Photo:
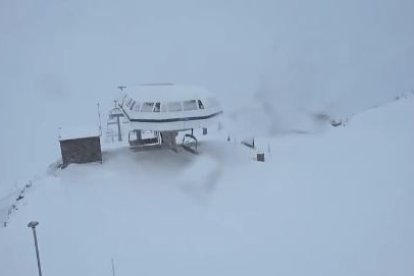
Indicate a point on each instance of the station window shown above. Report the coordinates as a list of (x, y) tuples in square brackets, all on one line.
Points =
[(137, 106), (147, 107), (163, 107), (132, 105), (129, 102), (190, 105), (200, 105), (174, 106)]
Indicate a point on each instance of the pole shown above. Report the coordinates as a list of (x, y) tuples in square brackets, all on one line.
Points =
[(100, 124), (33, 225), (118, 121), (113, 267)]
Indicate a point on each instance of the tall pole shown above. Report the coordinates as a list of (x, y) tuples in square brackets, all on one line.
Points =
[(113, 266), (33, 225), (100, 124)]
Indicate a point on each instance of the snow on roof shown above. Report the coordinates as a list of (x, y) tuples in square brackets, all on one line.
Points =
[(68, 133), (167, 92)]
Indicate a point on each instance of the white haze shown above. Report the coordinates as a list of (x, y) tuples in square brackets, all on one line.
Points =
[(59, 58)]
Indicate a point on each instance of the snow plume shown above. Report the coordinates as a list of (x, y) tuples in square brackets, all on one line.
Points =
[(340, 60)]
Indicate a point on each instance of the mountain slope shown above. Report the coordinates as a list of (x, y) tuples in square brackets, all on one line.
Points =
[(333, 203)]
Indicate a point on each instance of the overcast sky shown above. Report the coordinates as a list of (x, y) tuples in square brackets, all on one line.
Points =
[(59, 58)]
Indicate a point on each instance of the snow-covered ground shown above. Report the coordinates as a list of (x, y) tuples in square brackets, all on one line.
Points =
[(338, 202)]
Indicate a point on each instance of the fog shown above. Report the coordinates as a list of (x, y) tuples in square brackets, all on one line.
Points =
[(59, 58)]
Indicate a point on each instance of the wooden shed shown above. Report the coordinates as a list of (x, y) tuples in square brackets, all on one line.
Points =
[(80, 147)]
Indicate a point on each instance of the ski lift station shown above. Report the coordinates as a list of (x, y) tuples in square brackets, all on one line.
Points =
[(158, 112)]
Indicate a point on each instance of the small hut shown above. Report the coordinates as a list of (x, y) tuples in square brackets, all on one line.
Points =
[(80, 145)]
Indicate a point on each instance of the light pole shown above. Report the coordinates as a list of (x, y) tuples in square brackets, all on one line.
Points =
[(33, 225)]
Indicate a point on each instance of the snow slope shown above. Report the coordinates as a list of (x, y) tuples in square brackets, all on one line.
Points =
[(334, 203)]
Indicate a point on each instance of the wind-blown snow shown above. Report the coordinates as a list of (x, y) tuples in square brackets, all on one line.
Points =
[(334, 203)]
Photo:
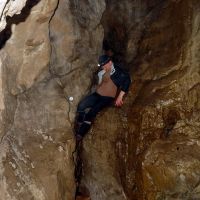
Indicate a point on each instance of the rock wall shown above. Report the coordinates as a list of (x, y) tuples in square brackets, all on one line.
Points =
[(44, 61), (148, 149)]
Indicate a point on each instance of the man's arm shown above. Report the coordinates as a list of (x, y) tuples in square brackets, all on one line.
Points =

========================

REQUIRED TASK>
Can you give every line of the records above as a numbered list, skipping blank lines and leaving the pictures out?

RESPONSE>
1. Photo:
2. Indicate a point on each instance of the station window shown above. Report the coordinates as a list of (x, y) tuples in square brackets, all on one line.
3. Points =
4. [(137, 106), (147, 107), (163, 107), (132, 105), (129, 102), (190, 105), (200, 105), (174, 106)]
5. Indicate a point on each instance of the pole shown above. Report the coordinates as a list of (x, y) tuples in square brackets, all on one line.
6. Points =
7. [(100, 124), (33, 225), (118, 121), (113, 267)]
8. Indicate a point on each instance of the tall pole shown above. Report the coordinates as a list of (x, y) tuples in square brackets, all on one line.
9. Points =
10. [(113, 266), (33, 225), (100, 124)]
11. Indicate a point on each instance of the snow on roof shown above. Report the coordinates as a list of (x, y) tuples in square brackets, all on one line.
12. Points =
13. [(68, 133), (167, 92)]
14. Indicate a point on each instance of the white haze shown above. Report the coordinates as a list of (x, y) tuples in square brackets, all on one line.
15. Points =
16. [(59, 58)]
17. Indicate a point on each instance of the snow plume shown above. Report the coordinates as a list of (x, y) tuples in square brackets, all on one line.
18. Points =
19. [(340, 60)]
20. Indicate a point on each instance of the mountain slope shown above. Report the coordinates as a list of (x, y) tuples in square brackets, all on one line.
21. Points =
22. [(333, 203)]
23. Indicate a point on each instance of the overcast sky shown above. Report the coordinates as a list of (x, y) tuples in square brackets, all on one line.
24. Points =
25. [(59, 58)]
26. Indicate a point on each instance of the snow-covered ground shown above. Report the coordinates as a list of (x, y) tuples in square brackets, all on one line.
27. Points =
28. [(338, 202)]
29. Indicate a point on each instance of the fog shown above. Report the coordinates as a list of (x, y) tuples in square brackets, all on one line.
30. Points =
31. [(59, 58)]
32. Indicate a point on each instance of the wooden shed shown above. Report the coordinates as a list of (x, y) tuples in square brackets, all on one line.
33. Points =
34. [(80, 147)]
35. Indicate a point on each instance of the ski lift station shown above. Report the coordinates as a list of (x, y) tuples in square brackets, all on one line.
36. Points =
37. [(158, 112)]
38. Indicate a point on each instance of the small hut shown above. Report the coordinates as a list of (x, y) tuples in square brackets, all on one line.
39. Points =
40. [(80, 145)]
41. Indicate a point on each instance of the light pole shown above. Report the coordinates as a list of (x, y) tuples in square brackets, all on one line.
42. Points =
43. [(33, 225)]
44. Indicate a point on each instance of the snow slope shown above. Report the coordinates as a list of (x, y) tuples in square brackets, all on one line.
45. Points =
46. [(334, 203)]
47. Indicate a point on each instance of the wind-blown snow shown above. Report the coordinates as a list of (x, y) tuples in square brackets, all on one line.
48. Points =
49. [(334, 203)]
50. Photo:
51. Indicate a point on each instance of the rock wall shown above. Report the coordinates as a list of (x, y) tuples in square brackets, all on one line.
52. Points =
53. [(44, 61), (148, 149)]
54. Indicate a point on each instance of the man's arm shown above. Report the coordinates as a list of (x, y) tuples in square brackets, all on one line.
55. Points =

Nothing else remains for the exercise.